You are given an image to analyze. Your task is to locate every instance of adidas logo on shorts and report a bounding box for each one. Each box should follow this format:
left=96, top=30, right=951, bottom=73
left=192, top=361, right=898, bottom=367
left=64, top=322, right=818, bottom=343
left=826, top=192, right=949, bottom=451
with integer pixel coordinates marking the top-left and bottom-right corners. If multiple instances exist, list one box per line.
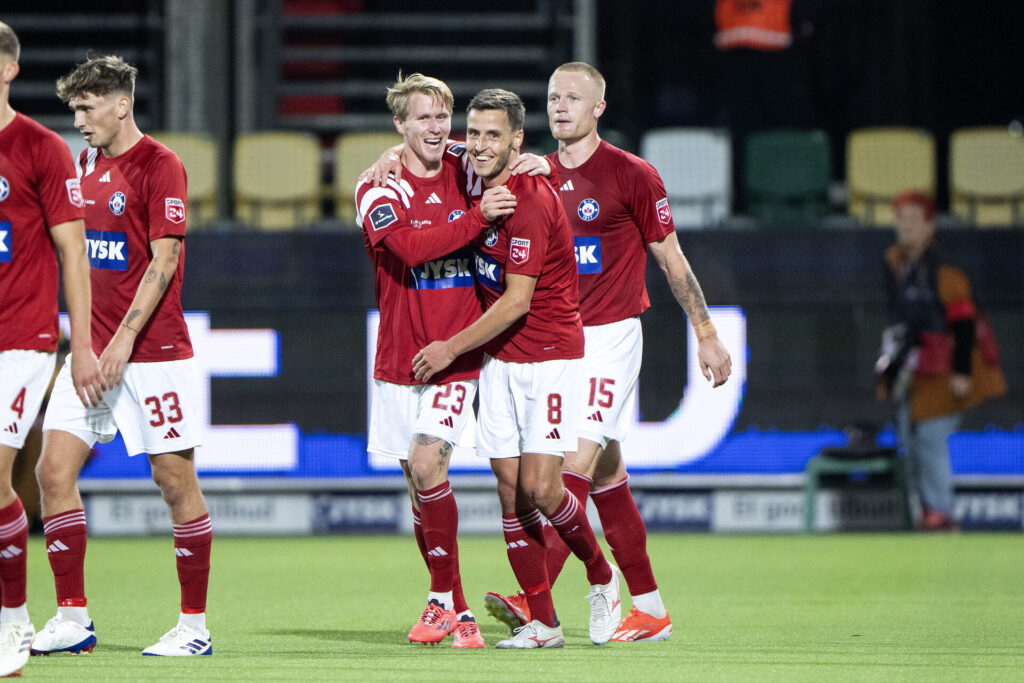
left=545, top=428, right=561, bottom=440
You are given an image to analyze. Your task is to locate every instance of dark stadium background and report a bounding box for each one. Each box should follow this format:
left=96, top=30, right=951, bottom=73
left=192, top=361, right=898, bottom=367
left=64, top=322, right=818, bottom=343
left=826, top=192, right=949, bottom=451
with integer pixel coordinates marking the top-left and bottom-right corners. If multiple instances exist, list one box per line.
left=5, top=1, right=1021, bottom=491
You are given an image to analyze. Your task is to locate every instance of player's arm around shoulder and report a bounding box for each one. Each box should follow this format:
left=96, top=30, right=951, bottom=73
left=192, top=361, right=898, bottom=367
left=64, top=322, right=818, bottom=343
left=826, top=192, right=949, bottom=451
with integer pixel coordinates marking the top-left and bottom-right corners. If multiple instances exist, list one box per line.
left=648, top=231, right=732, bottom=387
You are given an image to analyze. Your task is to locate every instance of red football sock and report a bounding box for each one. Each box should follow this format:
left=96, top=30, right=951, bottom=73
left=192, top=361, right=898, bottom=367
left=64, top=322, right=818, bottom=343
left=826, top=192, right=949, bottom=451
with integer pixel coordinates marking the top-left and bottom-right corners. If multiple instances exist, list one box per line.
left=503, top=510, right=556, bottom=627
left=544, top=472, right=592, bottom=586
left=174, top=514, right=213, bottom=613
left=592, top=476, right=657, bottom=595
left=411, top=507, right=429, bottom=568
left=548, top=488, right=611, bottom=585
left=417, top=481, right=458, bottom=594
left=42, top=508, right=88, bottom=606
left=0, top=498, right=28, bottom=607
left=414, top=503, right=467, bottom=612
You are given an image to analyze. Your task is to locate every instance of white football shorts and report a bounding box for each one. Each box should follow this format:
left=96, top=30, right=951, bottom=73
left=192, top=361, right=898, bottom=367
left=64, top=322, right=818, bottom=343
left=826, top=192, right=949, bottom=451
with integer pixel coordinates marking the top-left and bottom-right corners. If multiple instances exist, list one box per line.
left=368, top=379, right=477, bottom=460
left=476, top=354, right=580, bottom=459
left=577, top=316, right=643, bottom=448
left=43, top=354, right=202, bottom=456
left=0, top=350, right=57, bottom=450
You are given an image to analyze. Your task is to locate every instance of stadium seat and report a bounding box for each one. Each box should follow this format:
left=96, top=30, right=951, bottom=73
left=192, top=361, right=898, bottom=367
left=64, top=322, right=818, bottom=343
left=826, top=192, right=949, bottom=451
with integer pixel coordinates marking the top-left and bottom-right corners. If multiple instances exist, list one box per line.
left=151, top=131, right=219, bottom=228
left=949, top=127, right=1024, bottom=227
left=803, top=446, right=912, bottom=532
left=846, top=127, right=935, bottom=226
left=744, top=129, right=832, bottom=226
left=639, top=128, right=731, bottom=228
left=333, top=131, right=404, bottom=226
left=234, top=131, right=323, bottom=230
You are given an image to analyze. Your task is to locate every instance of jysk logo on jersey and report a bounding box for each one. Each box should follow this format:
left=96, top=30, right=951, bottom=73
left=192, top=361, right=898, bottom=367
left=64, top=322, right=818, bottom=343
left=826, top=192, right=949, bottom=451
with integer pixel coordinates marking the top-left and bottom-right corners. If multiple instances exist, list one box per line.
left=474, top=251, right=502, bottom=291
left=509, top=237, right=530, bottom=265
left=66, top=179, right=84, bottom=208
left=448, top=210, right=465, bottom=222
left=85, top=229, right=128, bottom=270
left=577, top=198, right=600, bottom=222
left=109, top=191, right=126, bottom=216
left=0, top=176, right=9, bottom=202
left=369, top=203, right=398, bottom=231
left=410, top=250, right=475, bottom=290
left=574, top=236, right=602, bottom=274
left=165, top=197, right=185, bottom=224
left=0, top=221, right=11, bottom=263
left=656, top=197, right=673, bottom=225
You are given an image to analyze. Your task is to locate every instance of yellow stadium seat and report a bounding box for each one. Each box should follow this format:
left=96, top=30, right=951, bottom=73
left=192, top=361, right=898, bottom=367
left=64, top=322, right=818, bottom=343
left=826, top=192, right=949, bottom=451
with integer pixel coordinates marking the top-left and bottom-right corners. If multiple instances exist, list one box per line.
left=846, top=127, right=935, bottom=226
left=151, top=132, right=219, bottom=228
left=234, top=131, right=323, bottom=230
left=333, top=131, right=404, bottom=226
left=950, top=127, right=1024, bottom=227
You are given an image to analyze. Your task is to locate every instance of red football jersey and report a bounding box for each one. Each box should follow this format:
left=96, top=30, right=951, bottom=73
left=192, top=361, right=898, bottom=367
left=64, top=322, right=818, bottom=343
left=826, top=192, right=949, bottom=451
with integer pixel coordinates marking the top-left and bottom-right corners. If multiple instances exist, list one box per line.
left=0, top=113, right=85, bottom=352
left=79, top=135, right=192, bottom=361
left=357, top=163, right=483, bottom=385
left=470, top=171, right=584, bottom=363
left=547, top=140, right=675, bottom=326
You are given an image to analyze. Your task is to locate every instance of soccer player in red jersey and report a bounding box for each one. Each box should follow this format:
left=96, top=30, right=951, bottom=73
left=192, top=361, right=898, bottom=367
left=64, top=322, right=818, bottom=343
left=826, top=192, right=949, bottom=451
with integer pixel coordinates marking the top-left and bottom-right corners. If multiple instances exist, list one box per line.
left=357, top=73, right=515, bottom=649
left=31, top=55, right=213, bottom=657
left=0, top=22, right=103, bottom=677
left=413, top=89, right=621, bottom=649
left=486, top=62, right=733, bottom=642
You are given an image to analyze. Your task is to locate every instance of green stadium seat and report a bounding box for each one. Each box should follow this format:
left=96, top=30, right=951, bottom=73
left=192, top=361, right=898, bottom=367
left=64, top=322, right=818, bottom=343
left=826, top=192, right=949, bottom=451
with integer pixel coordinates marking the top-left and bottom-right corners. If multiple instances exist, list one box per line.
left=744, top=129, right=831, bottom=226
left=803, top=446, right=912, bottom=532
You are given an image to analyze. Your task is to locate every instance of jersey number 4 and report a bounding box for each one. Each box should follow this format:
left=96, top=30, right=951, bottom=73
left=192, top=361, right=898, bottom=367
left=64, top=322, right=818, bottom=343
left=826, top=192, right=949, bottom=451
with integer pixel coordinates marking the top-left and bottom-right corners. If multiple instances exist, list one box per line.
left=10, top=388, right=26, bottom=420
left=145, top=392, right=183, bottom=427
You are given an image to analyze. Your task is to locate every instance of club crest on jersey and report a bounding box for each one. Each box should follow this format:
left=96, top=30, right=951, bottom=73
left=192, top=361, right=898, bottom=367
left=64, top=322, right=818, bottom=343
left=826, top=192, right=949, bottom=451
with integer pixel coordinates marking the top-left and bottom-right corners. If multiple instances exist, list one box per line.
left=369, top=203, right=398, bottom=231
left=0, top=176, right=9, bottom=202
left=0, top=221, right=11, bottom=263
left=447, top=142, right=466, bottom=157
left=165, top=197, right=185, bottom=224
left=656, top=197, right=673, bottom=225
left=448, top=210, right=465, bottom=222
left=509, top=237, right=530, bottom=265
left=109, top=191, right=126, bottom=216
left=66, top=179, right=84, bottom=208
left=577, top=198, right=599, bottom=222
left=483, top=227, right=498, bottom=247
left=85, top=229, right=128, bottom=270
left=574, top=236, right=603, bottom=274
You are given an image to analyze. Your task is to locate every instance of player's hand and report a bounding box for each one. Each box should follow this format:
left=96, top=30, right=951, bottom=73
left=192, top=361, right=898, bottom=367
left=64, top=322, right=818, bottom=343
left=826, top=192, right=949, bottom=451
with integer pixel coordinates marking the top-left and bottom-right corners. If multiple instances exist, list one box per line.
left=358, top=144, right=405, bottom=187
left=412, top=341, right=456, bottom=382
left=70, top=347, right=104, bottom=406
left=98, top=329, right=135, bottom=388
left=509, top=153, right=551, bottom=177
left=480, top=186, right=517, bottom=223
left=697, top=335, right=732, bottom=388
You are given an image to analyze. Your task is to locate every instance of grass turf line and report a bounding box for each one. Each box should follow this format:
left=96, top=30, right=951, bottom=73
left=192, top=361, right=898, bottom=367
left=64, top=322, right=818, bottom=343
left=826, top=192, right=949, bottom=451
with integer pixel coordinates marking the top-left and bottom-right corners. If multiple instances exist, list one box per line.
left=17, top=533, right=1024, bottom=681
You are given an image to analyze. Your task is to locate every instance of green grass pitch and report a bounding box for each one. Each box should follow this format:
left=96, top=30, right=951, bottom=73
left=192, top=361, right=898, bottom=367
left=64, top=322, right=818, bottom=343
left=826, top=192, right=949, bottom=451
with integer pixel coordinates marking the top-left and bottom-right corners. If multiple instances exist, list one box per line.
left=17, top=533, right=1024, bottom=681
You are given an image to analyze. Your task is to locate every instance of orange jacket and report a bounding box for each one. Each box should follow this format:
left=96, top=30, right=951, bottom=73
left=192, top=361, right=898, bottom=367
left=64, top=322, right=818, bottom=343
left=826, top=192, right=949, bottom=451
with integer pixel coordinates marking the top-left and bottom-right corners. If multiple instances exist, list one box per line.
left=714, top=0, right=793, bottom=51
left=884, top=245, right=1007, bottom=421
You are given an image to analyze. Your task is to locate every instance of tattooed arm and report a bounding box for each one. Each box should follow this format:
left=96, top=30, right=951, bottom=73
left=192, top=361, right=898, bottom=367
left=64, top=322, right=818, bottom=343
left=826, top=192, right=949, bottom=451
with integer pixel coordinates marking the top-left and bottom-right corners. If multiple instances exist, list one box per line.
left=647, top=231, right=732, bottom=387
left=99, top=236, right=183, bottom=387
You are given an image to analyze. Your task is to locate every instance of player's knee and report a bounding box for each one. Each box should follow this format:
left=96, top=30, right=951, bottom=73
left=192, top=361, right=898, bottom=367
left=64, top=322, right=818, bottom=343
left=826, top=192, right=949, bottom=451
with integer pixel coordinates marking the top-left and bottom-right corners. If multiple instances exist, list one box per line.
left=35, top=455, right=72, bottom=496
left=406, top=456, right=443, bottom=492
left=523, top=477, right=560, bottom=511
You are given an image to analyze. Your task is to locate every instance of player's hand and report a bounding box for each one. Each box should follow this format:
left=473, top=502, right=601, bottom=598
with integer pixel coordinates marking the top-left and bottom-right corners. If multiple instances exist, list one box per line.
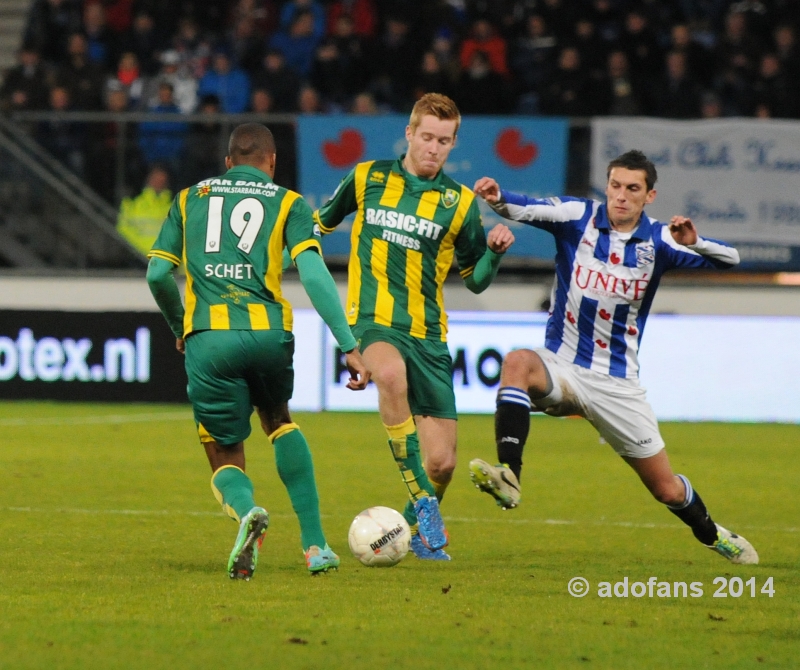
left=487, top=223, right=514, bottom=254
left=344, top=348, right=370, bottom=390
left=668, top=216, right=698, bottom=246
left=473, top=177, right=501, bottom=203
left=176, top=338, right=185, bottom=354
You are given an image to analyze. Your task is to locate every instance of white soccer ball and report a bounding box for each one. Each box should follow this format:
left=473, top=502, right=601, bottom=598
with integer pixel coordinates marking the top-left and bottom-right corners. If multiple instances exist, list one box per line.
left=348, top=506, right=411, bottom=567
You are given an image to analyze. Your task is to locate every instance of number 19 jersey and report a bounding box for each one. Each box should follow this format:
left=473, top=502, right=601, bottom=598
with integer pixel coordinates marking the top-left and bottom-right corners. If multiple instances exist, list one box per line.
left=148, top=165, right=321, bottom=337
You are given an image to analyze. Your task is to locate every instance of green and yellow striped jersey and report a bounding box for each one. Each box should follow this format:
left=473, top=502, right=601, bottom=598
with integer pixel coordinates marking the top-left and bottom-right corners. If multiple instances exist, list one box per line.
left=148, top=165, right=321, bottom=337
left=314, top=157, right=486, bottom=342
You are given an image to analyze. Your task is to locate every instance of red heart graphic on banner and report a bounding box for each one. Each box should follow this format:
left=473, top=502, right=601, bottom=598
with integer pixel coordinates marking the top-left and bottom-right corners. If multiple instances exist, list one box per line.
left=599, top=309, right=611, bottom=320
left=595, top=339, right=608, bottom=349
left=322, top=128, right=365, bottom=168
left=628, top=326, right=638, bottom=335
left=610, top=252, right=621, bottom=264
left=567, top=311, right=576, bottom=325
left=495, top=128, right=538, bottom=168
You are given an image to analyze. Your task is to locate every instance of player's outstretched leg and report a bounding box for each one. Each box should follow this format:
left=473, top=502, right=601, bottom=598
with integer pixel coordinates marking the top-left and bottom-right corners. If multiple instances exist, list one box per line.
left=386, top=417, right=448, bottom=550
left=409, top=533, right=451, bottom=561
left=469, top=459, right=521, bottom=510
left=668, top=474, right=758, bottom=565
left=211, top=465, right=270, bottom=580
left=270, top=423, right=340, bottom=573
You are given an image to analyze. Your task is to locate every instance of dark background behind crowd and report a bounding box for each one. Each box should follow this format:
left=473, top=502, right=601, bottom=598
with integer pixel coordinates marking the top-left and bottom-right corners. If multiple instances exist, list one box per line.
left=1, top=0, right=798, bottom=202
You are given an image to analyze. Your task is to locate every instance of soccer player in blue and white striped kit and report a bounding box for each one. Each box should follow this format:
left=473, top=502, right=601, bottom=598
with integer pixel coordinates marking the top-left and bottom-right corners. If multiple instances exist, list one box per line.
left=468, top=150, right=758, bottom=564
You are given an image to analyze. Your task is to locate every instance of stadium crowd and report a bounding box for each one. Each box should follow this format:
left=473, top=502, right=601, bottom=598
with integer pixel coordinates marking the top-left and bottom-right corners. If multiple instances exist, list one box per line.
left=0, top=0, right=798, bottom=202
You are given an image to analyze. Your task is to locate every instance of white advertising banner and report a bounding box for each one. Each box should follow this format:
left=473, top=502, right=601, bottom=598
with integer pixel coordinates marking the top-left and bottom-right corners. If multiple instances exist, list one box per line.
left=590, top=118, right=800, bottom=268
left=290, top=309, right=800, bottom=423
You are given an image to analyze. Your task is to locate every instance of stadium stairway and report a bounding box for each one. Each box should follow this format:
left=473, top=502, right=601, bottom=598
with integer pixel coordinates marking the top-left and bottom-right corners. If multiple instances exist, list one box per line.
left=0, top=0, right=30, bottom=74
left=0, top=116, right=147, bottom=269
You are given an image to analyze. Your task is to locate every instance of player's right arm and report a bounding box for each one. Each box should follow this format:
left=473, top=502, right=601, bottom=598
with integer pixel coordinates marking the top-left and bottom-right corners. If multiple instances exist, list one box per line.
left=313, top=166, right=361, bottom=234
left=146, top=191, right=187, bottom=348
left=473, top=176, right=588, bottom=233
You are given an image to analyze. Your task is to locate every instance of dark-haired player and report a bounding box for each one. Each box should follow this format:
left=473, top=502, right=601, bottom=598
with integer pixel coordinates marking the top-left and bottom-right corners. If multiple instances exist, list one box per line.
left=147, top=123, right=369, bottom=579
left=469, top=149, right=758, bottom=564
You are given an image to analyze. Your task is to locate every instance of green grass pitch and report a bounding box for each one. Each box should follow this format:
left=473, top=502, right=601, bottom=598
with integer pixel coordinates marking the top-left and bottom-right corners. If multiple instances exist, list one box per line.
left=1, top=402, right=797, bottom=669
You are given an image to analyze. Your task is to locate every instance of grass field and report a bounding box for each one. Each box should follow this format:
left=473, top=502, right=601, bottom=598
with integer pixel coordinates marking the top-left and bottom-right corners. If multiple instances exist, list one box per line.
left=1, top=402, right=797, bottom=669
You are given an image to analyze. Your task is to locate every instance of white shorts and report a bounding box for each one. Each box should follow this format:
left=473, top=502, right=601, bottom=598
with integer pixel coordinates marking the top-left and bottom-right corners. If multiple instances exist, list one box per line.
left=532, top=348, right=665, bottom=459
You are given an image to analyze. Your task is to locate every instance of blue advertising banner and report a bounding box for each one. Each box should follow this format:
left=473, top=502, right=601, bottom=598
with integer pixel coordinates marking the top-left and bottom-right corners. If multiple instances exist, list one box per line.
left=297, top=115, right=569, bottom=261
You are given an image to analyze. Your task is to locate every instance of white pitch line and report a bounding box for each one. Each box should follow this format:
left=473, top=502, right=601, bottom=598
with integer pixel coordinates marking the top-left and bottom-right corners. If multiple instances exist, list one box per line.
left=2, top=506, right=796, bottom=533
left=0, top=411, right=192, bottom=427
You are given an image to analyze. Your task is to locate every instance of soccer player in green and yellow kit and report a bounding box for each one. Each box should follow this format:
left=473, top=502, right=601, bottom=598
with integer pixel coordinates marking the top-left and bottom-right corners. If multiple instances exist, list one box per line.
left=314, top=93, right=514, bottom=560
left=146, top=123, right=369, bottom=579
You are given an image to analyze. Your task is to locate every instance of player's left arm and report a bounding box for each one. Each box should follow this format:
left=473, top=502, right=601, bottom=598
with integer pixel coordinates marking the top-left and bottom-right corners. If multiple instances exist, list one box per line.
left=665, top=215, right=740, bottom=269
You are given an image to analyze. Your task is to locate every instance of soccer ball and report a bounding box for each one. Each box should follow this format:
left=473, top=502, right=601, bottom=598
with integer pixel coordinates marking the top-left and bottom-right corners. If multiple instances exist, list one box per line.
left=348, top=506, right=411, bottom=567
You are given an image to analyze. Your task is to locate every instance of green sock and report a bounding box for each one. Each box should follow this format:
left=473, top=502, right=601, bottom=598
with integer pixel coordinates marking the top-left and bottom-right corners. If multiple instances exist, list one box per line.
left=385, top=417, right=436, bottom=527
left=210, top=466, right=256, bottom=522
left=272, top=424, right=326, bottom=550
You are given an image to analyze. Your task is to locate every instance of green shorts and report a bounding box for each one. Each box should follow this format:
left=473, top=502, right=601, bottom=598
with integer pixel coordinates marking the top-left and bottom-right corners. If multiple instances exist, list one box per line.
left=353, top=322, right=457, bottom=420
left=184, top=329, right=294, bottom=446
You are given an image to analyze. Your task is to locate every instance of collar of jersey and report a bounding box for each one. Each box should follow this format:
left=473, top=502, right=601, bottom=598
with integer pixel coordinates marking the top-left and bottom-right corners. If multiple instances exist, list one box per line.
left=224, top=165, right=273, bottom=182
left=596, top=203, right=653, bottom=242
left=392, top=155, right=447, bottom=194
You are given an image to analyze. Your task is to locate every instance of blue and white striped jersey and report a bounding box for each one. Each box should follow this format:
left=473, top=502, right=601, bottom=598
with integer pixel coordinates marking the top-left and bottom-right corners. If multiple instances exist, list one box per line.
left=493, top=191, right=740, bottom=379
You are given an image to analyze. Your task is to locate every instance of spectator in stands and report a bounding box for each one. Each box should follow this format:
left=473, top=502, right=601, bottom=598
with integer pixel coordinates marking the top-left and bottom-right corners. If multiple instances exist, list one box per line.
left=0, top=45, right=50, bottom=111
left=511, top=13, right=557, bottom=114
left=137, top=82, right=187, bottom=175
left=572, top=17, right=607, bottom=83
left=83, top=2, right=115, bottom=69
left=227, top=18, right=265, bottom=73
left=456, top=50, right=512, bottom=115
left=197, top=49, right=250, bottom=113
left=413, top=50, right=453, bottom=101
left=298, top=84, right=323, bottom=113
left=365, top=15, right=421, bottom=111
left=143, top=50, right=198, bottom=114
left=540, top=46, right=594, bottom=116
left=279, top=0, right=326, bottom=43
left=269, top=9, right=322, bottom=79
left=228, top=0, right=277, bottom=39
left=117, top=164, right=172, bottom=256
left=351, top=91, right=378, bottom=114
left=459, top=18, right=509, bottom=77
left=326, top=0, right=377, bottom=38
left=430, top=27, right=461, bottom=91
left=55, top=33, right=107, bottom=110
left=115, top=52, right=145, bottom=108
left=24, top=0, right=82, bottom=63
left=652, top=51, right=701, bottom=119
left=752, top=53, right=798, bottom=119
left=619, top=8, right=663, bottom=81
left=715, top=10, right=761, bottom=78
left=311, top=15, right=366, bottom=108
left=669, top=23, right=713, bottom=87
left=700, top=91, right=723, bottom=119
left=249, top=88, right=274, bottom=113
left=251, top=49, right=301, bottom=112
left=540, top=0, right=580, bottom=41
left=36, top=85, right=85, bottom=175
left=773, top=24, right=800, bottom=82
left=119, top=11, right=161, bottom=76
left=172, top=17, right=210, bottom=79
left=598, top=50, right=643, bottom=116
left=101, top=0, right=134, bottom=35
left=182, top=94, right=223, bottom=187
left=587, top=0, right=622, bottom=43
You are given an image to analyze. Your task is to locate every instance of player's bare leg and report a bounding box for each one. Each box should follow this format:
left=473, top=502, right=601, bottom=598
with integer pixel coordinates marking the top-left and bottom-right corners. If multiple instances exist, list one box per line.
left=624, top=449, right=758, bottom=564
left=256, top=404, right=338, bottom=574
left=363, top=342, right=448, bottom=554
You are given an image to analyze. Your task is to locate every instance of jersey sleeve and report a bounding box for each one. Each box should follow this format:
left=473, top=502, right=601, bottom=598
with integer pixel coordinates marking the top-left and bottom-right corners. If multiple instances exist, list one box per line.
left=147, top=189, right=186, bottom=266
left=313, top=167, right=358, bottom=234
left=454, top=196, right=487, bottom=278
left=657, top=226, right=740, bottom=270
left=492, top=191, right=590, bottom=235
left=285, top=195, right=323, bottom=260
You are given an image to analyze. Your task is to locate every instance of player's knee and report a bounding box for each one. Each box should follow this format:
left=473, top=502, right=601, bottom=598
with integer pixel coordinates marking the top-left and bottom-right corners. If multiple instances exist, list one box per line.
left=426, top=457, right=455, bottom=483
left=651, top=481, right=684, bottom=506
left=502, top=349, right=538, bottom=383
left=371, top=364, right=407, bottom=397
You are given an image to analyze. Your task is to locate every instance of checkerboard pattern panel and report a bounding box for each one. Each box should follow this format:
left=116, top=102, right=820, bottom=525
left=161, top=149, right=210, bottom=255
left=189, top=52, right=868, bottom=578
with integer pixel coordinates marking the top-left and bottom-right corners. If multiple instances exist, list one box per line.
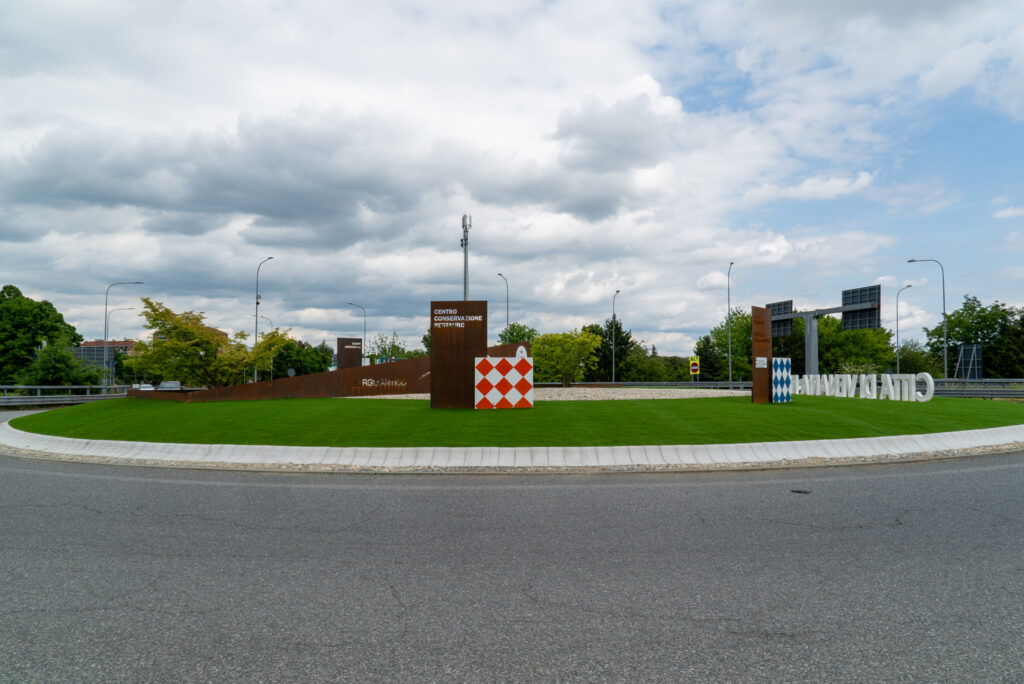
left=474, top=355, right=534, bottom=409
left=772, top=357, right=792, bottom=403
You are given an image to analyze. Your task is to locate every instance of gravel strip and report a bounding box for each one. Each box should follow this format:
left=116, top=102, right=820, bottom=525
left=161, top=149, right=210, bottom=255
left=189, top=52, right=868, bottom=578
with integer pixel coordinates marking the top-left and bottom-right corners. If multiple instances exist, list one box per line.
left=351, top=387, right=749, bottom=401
_ _ _ _ _ _ _
What is required
Pull out every line above that holds the word "striped".

Solved problem
You are given an image to analyze. Your task is to locate every instance of green and yellow striped jersey and report a bounding box for each one. Each box should follow this format:
You are given an image to analyze. Your task is to locate every instance of soccer player in blue and white striped kit and report a bounding box for each one. Each box should follow this format:
You are given an image to analyze. Your task is to locate every instance of blue and white striped jersey and report a bounding box for each one. Each box should follow this format:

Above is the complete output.